It’s a well known fact that many small businesses have faced severe cash flow problems since the financial crash, when banks cut overdraft facilities and dramatically restricted new lending.

In March, a UK Government report said that the deficit in credit faced by small British businesses is expected to jump to a record high of £60bn by 2016.

Unable to borrow from banks, they have been forced to find new ways of accessing money and peer-to-peer lending is one Government-backed solution which is growing rapidly.

The alternative lending industry has soared in recent years as savers look for alternatives to low rates currently on offer from banks and building societies, while borrowers look to get a better deal on a loan.

Some websites offer funding to individuals while others fund small businesses, with many using an online marketplace inviting people to bid for investment opportunities.
The government sees peer to peer lending as a good solution to the funding gap for SMEs, allocating £100m of taxpayers money to the sector in this year’s Budget.

The market is undergoing a major conceptual shift as this type of lending becomes more commonplace, replacing banks with good value alternative sources of finance, delivering secured business loans swiftly and offering attractive fixed interest rates.

In order to convince critics, it will take time for P2P providers to mature and prove their worth to savers and borrowers, but once they have established a steady track record they will go on to establish themselves as a fundamental part of the lending landscape. In turn this will boost competition on the high street.

[Collected data]
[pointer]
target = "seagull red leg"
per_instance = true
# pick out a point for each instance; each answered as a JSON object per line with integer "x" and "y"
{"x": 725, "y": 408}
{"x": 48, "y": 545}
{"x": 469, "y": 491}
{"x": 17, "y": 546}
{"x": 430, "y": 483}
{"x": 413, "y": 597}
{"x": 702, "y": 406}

What to do:
A – Decide whether each statement agrees with the peer-to-peer lending text, answering yes or no and quoting the deciding words: (i) A UK Government report expected the credit deficit faced by small British businesses to reach £60bn by 2016. (ii) The government allocated £100m of taxpayers' money to the sector in last year's Budget. (iii) Every peer-to-peer website funds small businesses rather than individuals.
B – Reproduce the peer-to-peer lending text from "Some websites offer" up to and including "fixed interest rates.".

Task solutions:
A –
(i) Yes: "the deficit in credit faced by small British businesses is expected to jump to a record high of £60bn by 2016."
(ii) No: "allocating £100m of taxpayers money to the sector in this year’s Budget."
(iii) No: "Some websites offer funding to individuals while others fund small businesses"

B –
Some websites offer funding to individuals while others fund small businesses, with many using an online marketplace inviting people to bid for investment opportunities.
The government sees peer to peer lending as a good solution to the funding gap for SMEs, allocating £100m of taxpayers money to the sector in this year’s Budget.

The market is undergoing a major conceptual shift as this type of lending becomes more commonplace, replacing banks with good value alternative sources of finance, delivering secured business loans swiftly and offering attractive fixed interest rates.